== SUPPLIED PASSAGE

# Bonn / Cologne touring



## teensvan (May 9, 2005)

Hi All.

We are going to Germany again this summer. We would like to know if there are any congestion type charges for these cities same as there is in London as we have a 2004 tag axle Burstner 5000Kg. 

Has anyone used any stelplatz or campsites in either city. We shall then make our way down the Rhine and Mosel into France then Spain until Xmas.

Thanks for any help.

steve & ann. -------- teensvan


----------



## steco1958 (Mar 5, 2009)

There certainly is a congestion charge in Cologne, however it depends where you are staying.

For instance, I stayed on the stellapltaze in Cologne, the charge is only about €5 for the congestion


----------



## satco (Jan 21, 2012)

correction of earlier statements referring to congestion charge in Cologne(Germany).

there is no extra congestion charge ,
but: parking lot fees have been risen extremely (almost doubled) since 2010. Be aware of bad road conditions throughout whole city.

http://www.koeln.de/cologne_tourist_information

there no congestion charge in Bonn as well

http://www.bonn.de/tourismus_kultur_sport_freizeit/index.html?lang=en

both links are english

my regards ,
Jan


----------



## Boff (May 10, 2005)

Hi,

when in Cologne, I normally use the stellplatz Köln-Riehl. From there you can easily reach the city centre either by public transport (tram) or by bicycle along the river Rhine. It is reasonably quiet, and run by very nice and helpful people. Hookup and sanitary point exist.

On weekends and bank holidays the site can get very busy, so early arrival is recommended.

The Cologne stellplatz is still outside of Cologne's "Umwelt Zone", however the zone will be extended on 1st June 2012, so next week, and then it will be inside it. So from next week on an Umwelt Sticker is required to get to the stellplatz.

Bonn also has a stellplatz at Josefshöhe. In contrast to the one in Cologne it is free, but quite far outside of the city and a bit scruffy.

For a longer stay I would recommend to use the Cologne site, and go to Bonn by train.

Best Regards,
Gerhard


----------



## teensvan (May 9, 2005)

Hi Boff.

Yes we shall be using that stelplatz to be on the safe side. Thanks

steve & ann --------- teensvan


----------



## iconnor (Nov 27, 2007)

====
== LISTING

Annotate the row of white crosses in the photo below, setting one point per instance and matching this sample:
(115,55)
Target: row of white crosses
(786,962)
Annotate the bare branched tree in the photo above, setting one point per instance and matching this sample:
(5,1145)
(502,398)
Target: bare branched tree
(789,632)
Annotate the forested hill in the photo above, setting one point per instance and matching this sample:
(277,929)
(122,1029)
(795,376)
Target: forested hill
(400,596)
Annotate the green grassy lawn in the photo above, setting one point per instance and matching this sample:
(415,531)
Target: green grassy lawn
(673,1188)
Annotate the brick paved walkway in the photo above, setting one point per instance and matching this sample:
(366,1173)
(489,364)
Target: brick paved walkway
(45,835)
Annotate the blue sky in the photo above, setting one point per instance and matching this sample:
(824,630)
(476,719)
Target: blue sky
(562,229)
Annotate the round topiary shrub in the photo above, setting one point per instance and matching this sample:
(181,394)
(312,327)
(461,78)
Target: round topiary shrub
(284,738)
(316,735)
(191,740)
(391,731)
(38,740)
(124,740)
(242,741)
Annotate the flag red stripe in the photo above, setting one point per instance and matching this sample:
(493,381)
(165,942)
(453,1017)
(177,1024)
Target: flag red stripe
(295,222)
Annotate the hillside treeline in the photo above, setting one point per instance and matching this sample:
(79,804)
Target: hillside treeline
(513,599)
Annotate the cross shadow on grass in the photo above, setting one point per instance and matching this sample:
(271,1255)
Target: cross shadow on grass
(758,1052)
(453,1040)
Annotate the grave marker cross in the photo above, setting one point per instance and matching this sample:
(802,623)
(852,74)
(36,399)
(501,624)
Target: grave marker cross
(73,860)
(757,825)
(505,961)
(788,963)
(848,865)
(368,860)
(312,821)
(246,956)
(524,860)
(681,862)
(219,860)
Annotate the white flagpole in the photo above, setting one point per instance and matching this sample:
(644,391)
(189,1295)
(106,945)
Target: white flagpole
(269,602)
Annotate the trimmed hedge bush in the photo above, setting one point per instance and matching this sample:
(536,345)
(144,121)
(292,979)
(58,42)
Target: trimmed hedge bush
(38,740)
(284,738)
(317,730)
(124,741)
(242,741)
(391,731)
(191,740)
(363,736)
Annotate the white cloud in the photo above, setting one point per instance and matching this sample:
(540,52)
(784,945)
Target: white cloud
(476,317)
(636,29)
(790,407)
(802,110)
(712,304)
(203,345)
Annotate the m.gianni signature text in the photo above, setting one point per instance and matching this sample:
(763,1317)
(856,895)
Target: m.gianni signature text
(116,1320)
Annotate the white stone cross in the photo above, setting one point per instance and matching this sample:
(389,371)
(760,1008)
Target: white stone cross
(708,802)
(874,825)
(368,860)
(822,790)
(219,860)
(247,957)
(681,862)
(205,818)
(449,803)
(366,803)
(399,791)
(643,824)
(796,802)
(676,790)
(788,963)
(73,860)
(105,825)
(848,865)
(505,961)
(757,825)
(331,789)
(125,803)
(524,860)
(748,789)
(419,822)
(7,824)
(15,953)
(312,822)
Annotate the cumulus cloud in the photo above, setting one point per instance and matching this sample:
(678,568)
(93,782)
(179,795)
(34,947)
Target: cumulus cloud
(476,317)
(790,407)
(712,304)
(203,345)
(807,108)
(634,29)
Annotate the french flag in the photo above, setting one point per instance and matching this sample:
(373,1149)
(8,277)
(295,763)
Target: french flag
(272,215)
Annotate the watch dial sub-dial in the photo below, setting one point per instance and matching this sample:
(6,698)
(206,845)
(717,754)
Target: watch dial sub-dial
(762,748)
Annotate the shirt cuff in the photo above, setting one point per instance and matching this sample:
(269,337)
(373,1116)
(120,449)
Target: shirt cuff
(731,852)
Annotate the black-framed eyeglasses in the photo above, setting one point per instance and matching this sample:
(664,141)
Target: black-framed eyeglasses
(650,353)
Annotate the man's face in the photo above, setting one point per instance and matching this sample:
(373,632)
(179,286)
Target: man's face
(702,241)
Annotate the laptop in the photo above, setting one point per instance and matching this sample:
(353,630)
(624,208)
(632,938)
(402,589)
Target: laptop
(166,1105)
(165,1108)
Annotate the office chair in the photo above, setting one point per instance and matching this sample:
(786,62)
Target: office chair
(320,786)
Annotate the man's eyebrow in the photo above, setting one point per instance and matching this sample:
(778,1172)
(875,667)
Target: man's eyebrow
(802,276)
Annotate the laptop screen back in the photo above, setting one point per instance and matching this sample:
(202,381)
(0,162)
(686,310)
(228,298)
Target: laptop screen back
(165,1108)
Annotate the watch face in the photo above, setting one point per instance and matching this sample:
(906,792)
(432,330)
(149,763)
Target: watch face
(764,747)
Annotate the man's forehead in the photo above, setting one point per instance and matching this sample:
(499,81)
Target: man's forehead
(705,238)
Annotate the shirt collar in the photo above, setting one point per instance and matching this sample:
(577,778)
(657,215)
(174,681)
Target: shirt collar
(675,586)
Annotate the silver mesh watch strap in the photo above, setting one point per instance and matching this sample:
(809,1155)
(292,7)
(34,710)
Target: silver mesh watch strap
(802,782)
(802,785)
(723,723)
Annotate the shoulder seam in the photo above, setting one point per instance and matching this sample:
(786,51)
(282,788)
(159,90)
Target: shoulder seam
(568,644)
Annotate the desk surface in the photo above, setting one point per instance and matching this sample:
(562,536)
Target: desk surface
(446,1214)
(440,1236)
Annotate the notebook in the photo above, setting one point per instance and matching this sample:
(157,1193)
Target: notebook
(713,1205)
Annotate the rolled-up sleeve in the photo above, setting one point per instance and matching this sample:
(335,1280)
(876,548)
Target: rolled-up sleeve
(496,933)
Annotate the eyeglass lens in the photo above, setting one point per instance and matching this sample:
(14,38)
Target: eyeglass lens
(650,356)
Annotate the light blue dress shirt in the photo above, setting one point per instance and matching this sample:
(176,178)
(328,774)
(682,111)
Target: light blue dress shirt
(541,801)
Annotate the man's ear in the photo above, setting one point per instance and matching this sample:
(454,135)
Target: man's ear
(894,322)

====

EXERCISES TO COMPLETE:
1/ Extract, word for word, the portion of the Bonn and Cologne touring thread starting at "Has anyone used" and ending at "for any help.".
2/ Extend the Bonn and Cologne touring thread, picking up from the point where it stops.
The items come from a separate source, not from the Bonn and Cologne touring thread.

OUTPUTS BY TASK:
1/
Has anyone used any stelplatz or campsites in either city. We shall then make our way down the Rhine and Mosel into France then Spain until Xmas.

Thanks for any help.

2/
We've been to Koln twice in the passed two years and stayed here:
http://www.camping-koeln.de/gaestebuch.php?lng=en&nav=gaestebuch

I am not sure when you are going but there is a Goth festival weekend soon so the site will be busy but ohhhh the sights you will see, we expected to be sipping beer and looking out over the river but oh no you wouldn't believe what they dress up in.
As soon as the festival is over they tidy up after themselves and you wouldn't know they had been there. All the music stuff is miles away so you don't get disturbed.

Just out side the camp site is a bar that does adequate food at reasonable prices. You can cycle down the river into the City or if you want public transport you need to cross the bridge just by the camp site as the station is on the other side.
For the Cathedral and old part of town you want the Hauptbahnhof.

By the way the cathedral is still partly covered by scaffolding, I know I was there this morning!

For some good food (local dishes) at reasonable prices try
Gaffel am Dom (good portion sizes too). Stand with your back to the front entrance of the Hauptbahnhof, there is a square in front of you, take the road out to the left of the square with the Cathedral on your left and it is just down there 100yards on your right.

Enjoy!


----------



## Boff (May 10, 2005)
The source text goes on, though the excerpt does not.